#### [Written problem]
Find every line in the records below that contains the string "mushroom", matching case exactly, and copy each of those lines.

#### [Supplied data]
>>>>>

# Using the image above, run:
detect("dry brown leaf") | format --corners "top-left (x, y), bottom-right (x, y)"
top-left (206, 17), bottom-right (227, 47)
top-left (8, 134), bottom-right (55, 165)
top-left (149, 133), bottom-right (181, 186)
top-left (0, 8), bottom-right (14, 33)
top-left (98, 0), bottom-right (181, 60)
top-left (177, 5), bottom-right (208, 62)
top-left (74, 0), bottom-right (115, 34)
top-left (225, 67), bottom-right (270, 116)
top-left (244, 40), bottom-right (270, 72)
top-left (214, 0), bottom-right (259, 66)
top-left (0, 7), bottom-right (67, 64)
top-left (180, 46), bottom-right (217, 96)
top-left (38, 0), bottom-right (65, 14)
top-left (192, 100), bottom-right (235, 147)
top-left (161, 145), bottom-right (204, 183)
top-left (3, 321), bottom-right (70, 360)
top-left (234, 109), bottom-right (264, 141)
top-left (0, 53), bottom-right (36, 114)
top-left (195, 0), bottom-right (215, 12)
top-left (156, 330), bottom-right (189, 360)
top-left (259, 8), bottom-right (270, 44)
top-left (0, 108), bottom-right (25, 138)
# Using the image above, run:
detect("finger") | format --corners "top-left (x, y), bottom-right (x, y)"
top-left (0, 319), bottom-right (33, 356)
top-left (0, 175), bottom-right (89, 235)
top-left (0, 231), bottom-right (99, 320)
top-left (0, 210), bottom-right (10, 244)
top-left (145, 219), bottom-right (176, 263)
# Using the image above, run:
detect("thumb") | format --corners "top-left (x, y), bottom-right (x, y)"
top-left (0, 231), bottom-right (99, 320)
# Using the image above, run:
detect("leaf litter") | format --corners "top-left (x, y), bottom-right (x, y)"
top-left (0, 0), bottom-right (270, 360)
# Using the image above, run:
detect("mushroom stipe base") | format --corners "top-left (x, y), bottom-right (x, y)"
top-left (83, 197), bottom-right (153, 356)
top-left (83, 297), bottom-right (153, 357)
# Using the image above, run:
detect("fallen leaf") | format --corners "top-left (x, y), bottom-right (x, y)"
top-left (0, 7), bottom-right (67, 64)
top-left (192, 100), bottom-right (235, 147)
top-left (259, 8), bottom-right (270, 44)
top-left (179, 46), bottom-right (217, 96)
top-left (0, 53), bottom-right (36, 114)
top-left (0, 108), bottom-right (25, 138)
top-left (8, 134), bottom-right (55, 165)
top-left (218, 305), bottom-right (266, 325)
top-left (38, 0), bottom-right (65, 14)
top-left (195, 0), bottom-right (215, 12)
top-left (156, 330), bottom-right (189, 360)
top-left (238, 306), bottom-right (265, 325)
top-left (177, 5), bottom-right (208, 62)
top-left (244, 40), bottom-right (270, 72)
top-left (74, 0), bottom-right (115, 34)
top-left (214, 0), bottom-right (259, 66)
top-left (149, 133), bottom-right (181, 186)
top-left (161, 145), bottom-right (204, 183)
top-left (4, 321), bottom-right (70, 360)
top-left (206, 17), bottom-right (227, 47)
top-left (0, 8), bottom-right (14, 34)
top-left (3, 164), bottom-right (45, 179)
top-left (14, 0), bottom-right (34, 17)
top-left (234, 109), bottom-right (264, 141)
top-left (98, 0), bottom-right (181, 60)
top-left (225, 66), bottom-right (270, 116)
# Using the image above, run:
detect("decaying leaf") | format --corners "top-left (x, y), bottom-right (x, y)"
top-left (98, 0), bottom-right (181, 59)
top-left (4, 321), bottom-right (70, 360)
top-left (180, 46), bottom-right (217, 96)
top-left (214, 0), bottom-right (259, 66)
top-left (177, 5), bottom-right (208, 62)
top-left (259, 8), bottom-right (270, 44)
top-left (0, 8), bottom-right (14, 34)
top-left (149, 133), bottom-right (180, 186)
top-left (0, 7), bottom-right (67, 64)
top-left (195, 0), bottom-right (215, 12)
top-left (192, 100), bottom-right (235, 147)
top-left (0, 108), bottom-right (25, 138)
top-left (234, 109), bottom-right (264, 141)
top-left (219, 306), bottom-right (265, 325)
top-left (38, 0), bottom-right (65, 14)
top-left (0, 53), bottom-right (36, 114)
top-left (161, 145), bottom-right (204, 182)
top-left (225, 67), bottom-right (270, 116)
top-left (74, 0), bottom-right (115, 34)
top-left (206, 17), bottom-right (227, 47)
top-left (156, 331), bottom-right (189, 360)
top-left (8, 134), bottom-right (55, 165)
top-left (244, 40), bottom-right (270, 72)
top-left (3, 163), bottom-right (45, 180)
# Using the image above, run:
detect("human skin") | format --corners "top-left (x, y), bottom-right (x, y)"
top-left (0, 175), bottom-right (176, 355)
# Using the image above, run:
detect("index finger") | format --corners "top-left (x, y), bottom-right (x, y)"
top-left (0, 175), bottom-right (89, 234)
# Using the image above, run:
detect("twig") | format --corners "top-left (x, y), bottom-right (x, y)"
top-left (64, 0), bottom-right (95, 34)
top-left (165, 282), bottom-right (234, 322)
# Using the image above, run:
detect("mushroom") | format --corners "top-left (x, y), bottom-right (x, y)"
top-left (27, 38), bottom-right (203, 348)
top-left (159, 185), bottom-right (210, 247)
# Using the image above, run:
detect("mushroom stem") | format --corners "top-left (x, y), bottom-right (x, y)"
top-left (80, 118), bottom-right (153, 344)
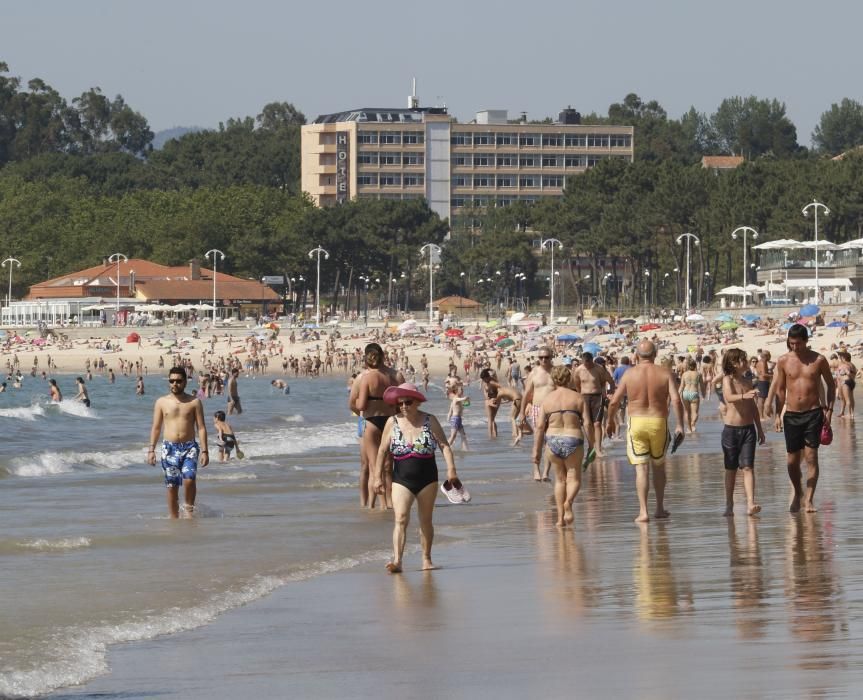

<<<<<

#### [Solution for this problem]
detect("mushroom stipe base") | format --corners "top-left (x, y), bottom-right (x, y)"
detect("mushroom") | format --corners "top-left (x, y), bottom-right (x, y)"
detect("mushroom stem") | format --corners "top-left (x, y), bottom-right (x, y)"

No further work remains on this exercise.